What you should do:
Copy the data below exactly, omitting any picture it contains.

Data for this task:
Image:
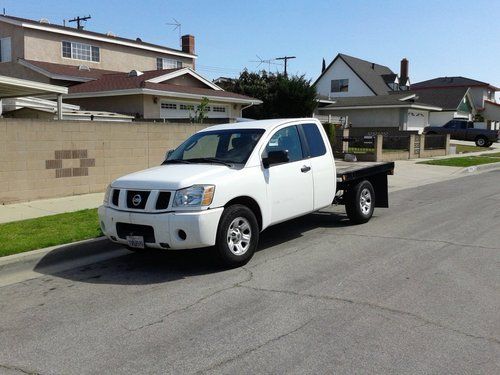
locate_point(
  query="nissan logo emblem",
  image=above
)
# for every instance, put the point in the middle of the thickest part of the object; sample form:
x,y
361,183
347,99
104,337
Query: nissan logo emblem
x,y
136,200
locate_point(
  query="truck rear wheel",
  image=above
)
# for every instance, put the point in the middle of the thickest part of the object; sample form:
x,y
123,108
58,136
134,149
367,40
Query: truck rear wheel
x,y
237,235
481,141
360,202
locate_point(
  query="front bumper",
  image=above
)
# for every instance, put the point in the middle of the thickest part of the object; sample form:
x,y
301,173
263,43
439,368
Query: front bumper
x,y
200,227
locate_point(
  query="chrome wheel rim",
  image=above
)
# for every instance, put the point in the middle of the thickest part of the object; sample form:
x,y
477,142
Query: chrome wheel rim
x,y
239,235
365,201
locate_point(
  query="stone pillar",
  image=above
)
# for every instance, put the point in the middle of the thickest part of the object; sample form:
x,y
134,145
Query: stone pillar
x,y
411,147
447,146
59,106
345,145
379,141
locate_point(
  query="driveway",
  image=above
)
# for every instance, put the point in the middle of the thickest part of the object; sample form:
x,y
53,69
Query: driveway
x,y
416,290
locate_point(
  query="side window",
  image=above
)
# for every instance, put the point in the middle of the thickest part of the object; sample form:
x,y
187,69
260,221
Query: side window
x,y
287,139
314,140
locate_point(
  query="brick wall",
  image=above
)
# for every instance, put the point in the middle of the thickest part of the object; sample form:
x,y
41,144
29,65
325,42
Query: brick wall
x,y
45,159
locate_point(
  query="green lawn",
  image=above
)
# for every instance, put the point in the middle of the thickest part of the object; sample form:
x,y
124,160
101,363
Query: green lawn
x,y
466,161
466,148
24,235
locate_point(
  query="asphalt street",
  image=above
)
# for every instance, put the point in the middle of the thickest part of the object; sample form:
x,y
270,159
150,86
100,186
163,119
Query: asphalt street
x,y
415,290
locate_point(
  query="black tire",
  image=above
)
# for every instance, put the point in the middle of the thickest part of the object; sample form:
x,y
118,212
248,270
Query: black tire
x,y
360,202
481,141
237,221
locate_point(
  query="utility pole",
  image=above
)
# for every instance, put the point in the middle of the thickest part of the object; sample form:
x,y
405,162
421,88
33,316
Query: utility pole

Written answer:
Image:
locate_point(
  query="nissan logo emblem",
  image=above
)
# for every instance, put the point in the middle of the thickest part of the object; sample form:
x,y
361,183
347,99
104,337
Query: nissan logo emblem
x,y
136,200
locate_point(
  query="truck rear wheel",
  image=above
)
# for every instance, put the point in the middle of the thickest part of the object; sample form:
x,y
123,108
58,136
134,149
367,40
Query: truck rear wheel
x,y
237,235
481,141
360,202
locate_point(
  query="front bumper",
  image=above
)
# for every instance, put the point in the middle of the thickest part of the object; sample form:
x,y
301,173
263,43
439,368
Query: front bumper
x,y
200,227
locate_point(
  query="chrome wheel rim",
  image=above
)
# for every instance, put the point in the middle of the thickest part of the object; sample form:
x,y
477,142
Query: chrome wheel rim
x,y
239,235
365,201
locate_point(
  query="stone pillar",
  image=above
)
# for every instance, put the point in the middle of the thickest part of the object; sample form:
x,y
134,145
Query: stone pillar
x,y
411,147
447,146
59,106
345,145
379,141
locate_point(
  query="driveway",
  image=above
)
# for every instance, put the point in the middle of the thickest part of the object; sample form:
x,y
53,69
Query: driveway
x,y
416,290
locate_point(
  query="side window",
  image=above
)
# for every instance, put the point in the middle of the thickest part of the object; sample form:
x,y
187,69
260,221
Query: side window
x,y
287,139
314,140
locate_point(
  query="brick wall",
  image=above
)
# for every instance, put the point in the middle of the thickest part of the object; sample form:
x,y
41,144
29,65
325,42
Query: brick wall
x,y
45,159
locate_point(
  query="green lawn",
  image=above
)
# for every instance, put the point in the middle of the thickest part of the object; sample form:
x,y
124,160
101,363
Query: green lawn
x,y
466,161
466,148
24,235
locate_point(
  query="asphalt street",
  image=above
)
# for every instance, put the point in the middle of the thickest part of the object; sample form:
x,y
270,159
150,86
100,186
163,119
Query: asphalt street
x,y
415,290
locate_point(
  query="black tire",
  image=above
)
# for every instance, put the point in the middle of the thickest part of the object; sample form:
x,y
118,212
248,270
Query: black tire
x,y
360,202
481,141
237,221
locate_point(
  query="utility pole",
  image=above
)
# for every instance, put the point in the middle of the thickest part of the object; sample form:
x,y
405,162
421,88
33,316
Query: utility pole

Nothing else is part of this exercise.